**Task directions**: Every line below must be reproduced exactly. Copy them all.

Start of Material for this task

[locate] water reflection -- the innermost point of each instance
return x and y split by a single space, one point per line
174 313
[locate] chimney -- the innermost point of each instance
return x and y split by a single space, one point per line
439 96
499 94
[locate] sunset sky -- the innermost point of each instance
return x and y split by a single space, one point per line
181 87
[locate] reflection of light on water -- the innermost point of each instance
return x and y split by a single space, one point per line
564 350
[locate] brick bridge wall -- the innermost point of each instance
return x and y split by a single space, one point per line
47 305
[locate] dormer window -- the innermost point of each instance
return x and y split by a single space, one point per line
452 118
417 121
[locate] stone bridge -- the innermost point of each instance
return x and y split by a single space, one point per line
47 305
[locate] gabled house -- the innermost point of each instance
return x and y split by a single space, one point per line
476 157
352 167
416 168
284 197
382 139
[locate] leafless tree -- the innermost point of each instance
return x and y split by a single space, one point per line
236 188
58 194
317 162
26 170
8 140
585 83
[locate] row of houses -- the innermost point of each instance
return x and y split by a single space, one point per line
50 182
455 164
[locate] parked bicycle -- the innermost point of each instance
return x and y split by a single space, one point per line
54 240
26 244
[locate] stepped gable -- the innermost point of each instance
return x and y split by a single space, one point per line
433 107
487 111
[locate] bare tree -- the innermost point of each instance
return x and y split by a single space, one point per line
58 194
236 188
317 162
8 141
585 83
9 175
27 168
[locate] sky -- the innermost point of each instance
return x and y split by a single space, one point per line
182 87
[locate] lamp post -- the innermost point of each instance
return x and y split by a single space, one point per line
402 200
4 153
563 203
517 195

End of Material for this task

**Reply to the exercise**:
[locate] water reflection -- the innermost point of each instance
return x and y split by a single space, one point per line
174 313
[locate] chimney -- the innermost point of each instance
return x and y split by a single space, one point per line
439 96
499 94
[locate] sunset sky -- the innermost point of each instance
return x and y split by a single space, one point per line
181 87
[locate] reflection of light on water -- the innermost point of each instance
return x and y split by a single space, one point per line
564 350
[locate] brick bridge wall -- the innermost point of each instance
return x and y split by a single space, one point per line
47 305
[locate] dormer window -- the innermost point of each instance
return x and y split by a single space, one point per line
452 118
417 121
[locate] stone bridge -- the innermost point of each instance
return x and y split by a single space, one point per line
47 305
[locate] gabled house -- the innermost point of each instance
return x and y split by a single space, one point per line
476 157
352 167
416 168
284 197
382 139
[locate] leafless tree -- the innermost point of each instance
return x and y split by a single space, one point per line
236 188
58 194
317 162
26 170
8 140
585 83
[locate] row of houses -- the innermost point of each instance
return x and y split by a single space, one point per line
50 182
455 164
[locate] parked bicycle -- the innermost point of each instance
return x and y split by a single space, one point per line
54 240
26 244
[locate] stepped gable -- the innermost point of each instance
return x and y split by a single space, one point per line
433 107
487 111
[locate] bare tree -- the innermost point of each instance
return x and y split by a single space, one point per line
58 194
236 188
317 162
8 141
585 83
9 175
27 168
[locate] sky -- the innermost point of each instance
return x and y split by a single space, one point per line
182 87
[locate] lamp post -- the innermost point of each instance
return x and y split by a single space, one point per line
402 200
4 153
563 203
517 195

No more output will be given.